-- Given records follows --

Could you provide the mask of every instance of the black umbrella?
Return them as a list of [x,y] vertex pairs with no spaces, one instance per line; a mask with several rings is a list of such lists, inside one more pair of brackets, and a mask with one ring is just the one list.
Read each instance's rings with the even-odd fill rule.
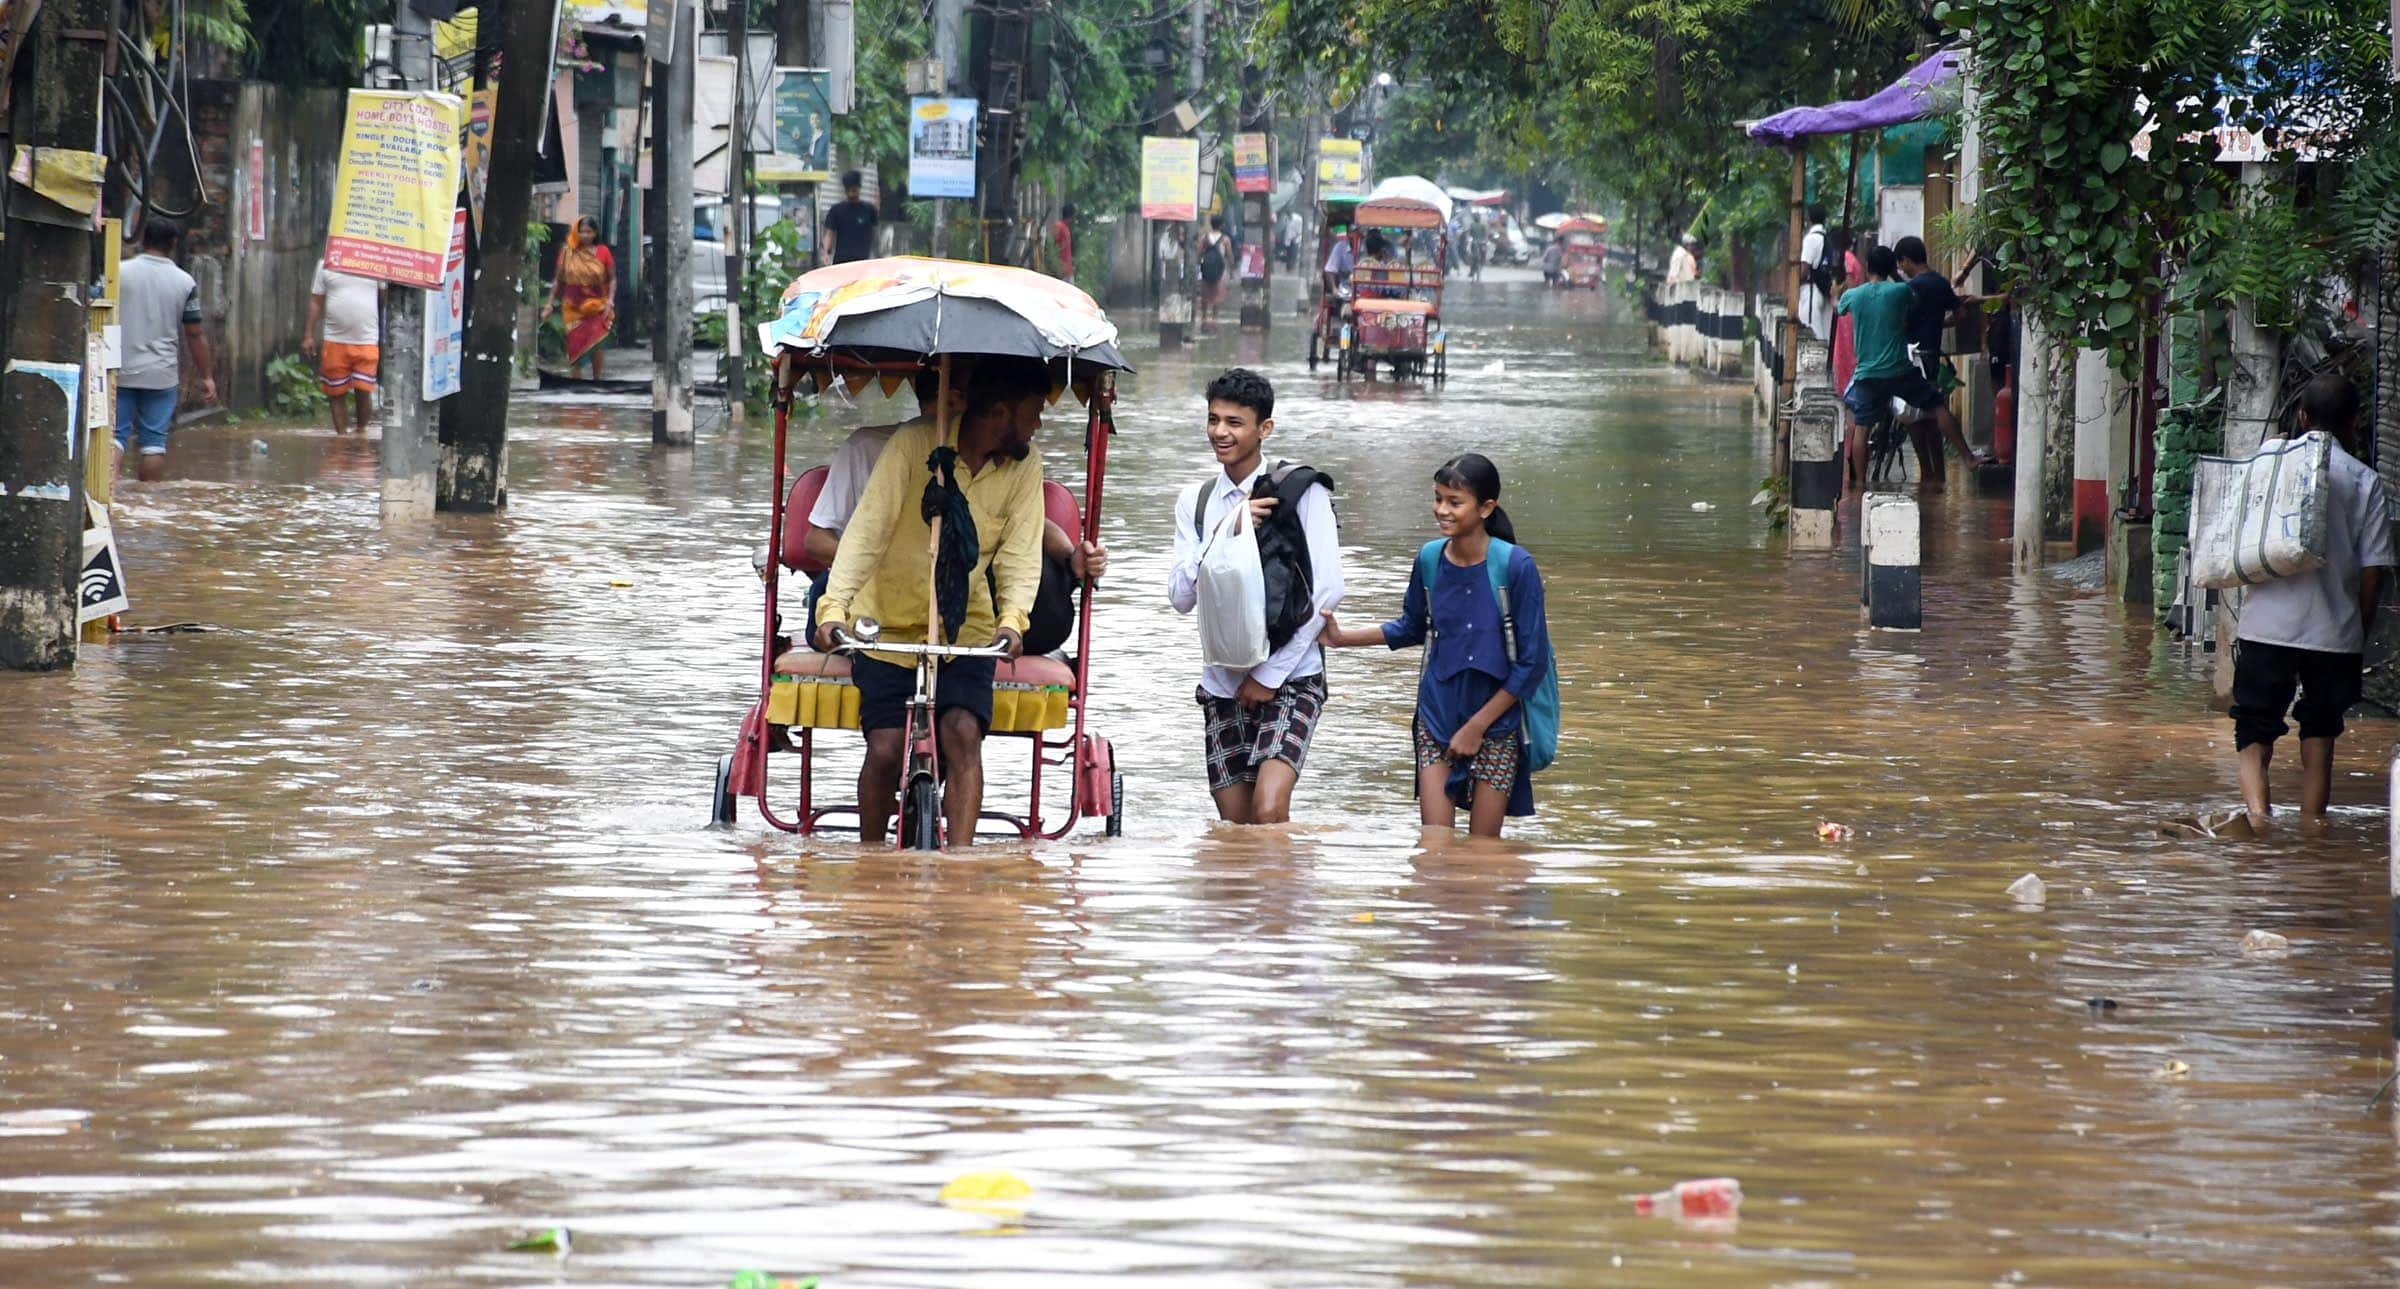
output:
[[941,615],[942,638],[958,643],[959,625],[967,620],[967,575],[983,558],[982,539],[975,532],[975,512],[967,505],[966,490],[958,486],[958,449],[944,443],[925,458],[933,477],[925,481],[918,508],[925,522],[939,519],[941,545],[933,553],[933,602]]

-- Given records concluded --
-- Given records follows --

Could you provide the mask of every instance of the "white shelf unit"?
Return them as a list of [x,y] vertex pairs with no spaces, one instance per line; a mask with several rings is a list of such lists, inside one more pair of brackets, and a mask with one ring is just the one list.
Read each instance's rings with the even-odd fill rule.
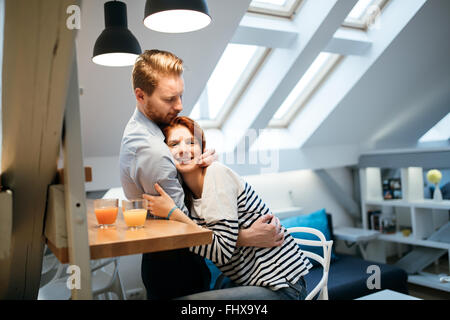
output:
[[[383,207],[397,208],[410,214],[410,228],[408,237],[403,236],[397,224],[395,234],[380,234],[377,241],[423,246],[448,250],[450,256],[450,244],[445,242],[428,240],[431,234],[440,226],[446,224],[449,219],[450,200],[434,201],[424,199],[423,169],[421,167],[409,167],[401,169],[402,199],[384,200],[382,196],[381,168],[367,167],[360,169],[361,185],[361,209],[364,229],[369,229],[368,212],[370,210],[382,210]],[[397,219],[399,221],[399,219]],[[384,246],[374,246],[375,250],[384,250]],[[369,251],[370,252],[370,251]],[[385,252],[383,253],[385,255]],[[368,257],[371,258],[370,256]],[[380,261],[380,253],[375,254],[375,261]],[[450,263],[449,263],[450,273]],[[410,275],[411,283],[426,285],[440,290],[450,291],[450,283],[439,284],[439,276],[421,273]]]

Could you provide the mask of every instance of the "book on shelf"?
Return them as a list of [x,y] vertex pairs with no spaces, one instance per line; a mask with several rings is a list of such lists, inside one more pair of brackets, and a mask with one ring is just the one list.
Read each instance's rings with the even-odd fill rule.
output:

-- Given records concluded --

- **Requirement**:
Take every line in the preceding listing that contains "Could" and copy it.

- **Reply**:
Could you provide the mask of every instance of the black umbrella?
Could you provide the mask of every instance of the "white shelf unit"?
Could you provide the mask of every instance of the "book on shelf"?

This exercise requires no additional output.